PROBLEM SET:
(1) Translate this sentence from the TensorFlow cookbook text into Spanish: "I will continue to add useful things to other areas."
(2) Give a continuation of the TensorFlow cookbook text, picking up right after its final line of code.

Simple Tensorflow 2.x Cookbook for easy-to-use

Tensorflow1 Cookbook

Contributions

In now, this repo provides general architectures and functions that are useful for the GAN and classification.

I will continue to add useful things to other areas.

Also, your pull requests and issues are always welcome.

And tell me what you want to implement on the issue. I'll implement it.

Functional vs Sequential

Functional API [Template code]

Pros

  • More fast than Sequential
  • More easy to create a flexible model architecture
    • Easy to use some layer operaions like concatenate, add , ...

Cons

  • Define tf.keras.layers.Input
    • You have to know the shape of input tensor
  • Define tf.keras.Model
    • You have to create the Model constructor at the end

Sequential API [Template code]

Pros

  • Simple to use
    • Similar to Pytorch style

Cons

  • Hard to create a flexible model architecture

Example code


How to use

1. Import

Funtional API

  • ops_functional.py
    • Functional API operations
    • from ops_functional import *

Sequential API

  • ops_sequential.py
    • Sequential API operations
    • from ops_sequential import *

Common

  • utils.py
    • image processing + something useful functions (e.g. automatic_gpu_usage)
      • automatic_gpu_usage : Automatically manage gpu memory
      • multiple_gpu_usage : You can set gpu memory limit
    • from utils import *

2. Network template

Functional API

from ops_functional import *
from utils import *

automatic_gpu_usage() # for efficient gpu use

input_shape = [img_height, img_width, img_ch]
inputs = tf.keras.layers.Input(input_shape, name='input')

# architecture
x = conv(inputs, channels=64, kernel=3, stride=2, pad=1, pad_type='reflect', use_bias=False, sn=False, name='conv')
x = batch_norm(x, name='batch_norm')
x = relu(x)

x = global_avg_pooling(x)
x = fully_connected(x, units=10, sn=False, name='fc')

model = tf.keras.Model(inputs, s, name='model')
optimizer = tf.keras.optimizers.Adam(learning_rate=0.01)

Sequential API

from ops_sequential import *
from utils import *

automatic_gpu_usage() # for efficient gpu use

model = []

model += [Conv(channels=64, kernel=3, stride=2, pad=1, pad_type='reflect', use_bias=False, sn=False, name='conv')]
model += [BatchNorm(name)]
model += [Relu()]

model += [Global_Avg_Pooling()]
model += [FullyConnected(units=10, sn=False, name='fc')]

model = Sequential(model, name='model')
optimizer = tf.keras.optimizers.Adam(learning_rate=0.01)

3. Data pipeline

img_class = Image_data(img_height, img_width, img_ch, dataset_path, augment_flag)
img_class.preprocess()

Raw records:
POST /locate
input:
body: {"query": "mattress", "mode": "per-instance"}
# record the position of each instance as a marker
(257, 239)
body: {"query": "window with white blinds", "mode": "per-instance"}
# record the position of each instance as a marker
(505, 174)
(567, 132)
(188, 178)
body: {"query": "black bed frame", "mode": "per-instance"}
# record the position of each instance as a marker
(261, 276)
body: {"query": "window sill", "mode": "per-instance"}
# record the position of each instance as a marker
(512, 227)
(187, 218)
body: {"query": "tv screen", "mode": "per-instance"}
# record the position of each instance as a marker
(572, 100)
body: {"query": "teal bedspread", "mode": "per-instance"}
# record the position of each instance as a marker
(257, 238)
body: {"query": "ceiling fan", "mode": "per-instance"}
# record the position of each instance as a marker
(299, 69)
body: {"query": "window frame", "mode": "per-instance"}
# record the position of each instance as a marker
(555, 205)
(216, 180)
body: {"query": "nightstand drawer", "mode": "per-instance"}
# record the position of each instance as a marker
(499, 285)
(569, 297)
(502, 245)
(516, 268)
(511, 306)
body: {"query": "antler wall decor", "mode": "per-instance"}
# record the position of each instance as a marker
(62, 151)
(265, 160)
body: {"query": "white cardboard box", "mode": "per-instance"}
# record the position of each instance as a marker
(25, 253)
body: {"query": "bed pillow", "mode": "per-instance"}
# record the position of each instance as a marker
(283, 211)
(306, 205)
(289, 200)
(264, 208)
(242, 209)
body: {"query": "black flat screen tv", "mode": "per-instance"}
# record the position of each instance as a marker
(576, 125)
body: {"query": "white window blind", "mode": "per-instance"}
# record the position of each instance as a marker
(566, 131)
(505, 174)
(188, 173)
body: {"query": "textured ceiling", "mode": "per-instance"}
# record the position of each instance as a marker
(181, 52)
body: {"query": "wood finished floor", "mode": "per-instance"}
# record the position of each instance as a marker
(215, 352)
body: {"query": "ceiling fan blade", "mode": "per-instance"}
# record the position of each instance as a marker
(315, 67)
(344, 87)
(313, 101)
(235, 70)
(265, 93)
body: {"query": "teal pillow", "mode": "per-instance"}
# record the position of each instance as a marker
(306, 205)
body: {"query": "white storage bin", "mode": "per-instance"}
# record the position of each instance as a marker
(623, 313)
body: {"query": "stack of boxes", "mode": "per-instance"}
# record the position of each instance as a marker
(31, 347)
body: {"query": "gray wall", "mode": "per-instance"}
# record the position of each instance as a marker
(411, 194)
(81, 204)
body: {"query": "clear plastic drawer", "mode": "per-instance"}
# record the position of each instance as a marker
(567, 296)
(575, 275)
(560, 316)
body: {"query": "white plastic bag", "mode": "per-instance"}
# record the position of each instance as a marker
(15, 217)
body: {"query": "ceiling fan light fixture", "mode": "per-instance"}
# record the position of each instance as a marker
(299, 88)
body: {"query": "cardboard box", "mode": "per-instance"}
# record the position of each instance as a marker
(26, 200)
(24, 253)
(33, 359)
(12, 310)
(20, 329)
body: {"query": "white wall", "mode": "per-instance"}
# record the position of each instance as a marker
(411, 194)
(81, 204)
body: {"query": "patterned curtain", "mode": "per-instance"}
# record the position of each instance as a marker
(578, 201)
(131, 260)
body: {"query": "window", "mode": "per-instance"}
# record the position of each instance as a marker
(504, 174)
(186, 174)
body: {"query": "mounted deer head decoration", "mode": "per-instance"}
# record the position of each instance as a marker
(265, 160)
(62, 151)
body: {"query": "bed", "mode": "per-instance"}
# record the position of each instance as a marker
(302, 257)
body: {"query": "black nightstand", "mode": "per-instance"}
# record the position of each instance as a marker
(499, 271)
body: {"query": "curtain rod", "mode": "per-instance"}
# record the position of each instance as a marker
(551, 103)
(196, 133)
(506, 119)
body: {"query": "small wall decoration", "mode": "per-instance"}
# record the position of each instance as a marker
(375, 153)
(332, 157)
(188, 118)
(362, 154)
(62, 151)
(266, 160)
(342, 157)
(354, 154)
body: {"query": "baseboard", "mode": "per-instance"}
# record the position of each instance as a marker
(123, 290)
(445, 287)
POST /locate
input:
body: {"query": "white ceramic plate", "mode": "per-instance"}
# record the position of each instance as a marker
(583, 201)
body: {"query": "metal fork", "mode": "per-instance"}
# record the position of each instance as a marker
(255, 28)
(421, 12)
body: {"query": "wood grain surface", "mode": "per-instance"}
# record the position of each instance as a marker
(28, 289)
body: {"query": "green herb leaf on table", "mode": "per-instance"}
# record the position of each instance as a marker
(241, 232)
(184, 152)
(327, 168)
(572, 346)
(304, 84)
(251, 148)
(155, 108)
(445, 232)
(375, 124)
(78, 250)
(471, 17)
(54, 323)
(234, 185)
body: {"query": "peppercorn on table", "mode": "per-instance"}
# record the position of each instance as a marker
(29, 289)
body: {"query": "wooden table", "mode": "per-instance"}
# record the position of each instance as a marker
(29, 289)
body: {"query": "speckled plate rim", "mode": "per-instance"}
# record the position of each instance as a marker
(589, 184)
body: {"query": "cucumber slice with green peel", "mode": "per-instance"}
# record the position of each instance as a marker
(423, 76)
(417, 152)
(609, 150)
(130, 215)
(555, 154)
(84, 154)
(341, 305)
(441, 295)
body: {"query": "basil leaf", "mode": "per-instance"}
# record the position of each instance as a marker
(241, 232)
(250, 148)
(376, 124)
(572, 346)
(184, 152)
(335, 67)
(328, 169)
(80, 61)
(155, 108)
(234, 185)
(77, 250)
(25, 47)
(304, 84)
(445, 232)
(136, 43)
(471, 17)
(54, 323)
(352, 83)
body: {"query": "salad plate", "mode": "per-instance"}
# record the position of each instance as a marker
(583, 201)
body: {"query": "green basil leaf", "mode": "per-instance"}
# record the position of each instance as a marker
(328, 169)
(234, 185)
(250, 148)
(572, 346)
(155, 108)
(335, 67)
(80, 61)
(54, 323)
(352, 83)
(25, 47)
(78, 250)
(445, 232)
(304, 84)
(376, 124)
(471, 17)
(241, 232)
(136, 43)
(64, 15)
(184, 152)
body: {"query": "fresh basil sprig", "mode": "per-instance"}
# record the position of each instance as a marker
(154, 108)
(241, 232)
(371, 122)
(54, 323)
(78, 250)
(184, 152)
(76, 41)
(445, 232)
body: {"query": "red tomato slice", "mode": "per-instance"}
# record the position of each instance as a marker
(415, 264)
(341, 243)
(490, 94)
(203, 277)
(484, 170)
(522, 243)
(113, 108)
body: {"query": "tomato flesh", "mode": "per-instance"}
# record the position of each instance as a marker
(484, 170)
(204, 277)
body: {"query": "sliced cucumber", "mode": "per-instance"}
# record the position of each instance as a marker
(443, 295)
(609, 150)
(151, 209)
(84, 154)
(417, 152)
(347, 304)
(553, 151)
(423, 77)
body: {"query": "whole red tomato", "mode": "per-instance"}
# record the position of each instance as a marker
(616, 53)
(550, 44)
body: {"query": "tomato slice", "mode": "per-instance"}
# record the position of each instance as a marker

TASK RESULTS:
(1) Seguiré añadiendo cosas útiles a otras áreas.

(2)
img_slice = tf.data.Dataset.from_tensor_slices(img_class.dataset)
gpu_device = '/gpu:0'
img_slice = img_slice. \
                apply(shuffle_and_repeat(dataset_num)). \
                apply(map_and_batch(img_class.image_processing, self.batch_size,
                                    num_parallel_batches=AUTOTUNE,
                                    drop_remainder=True)). \
                apply(prefetch_to_device(gpu_device, AUTOTUNE))

dataset_iter = iter(img_slice)

4. Restore

ckpt = tf.train.Checkpoint(model=model, optimizer=optimizer)
manager = tf.train.CheckpointManager(ckpt, checkpoint_dir, max_to_keep=2)
start_iteration = 0

if manager.latest_checkpoint:
  ckpt.restore(manager.latest_checkpoint)
  start_iteration = int(manager.latest_checkpoint.split('-')[-1])
  print('Latest checkpoint restored!!')
else:
  print('Not restoring from saved checkpoint')

5-1. Train

def train_step(img):
  with tf.GradientTape() as tape:
    logit = model(img)
    
    # calculate loss
    """
    if classification
    your_loss = cross_entropy_loss(logit, label)
    """
    
    loss = your_loss + regularization_loss(model)
  
  train_variable = model.trainable_variables
  gradient = tape.gradient(loss, train_variable)
  optimizer.apply_gradients(zip(gradient, train_variable))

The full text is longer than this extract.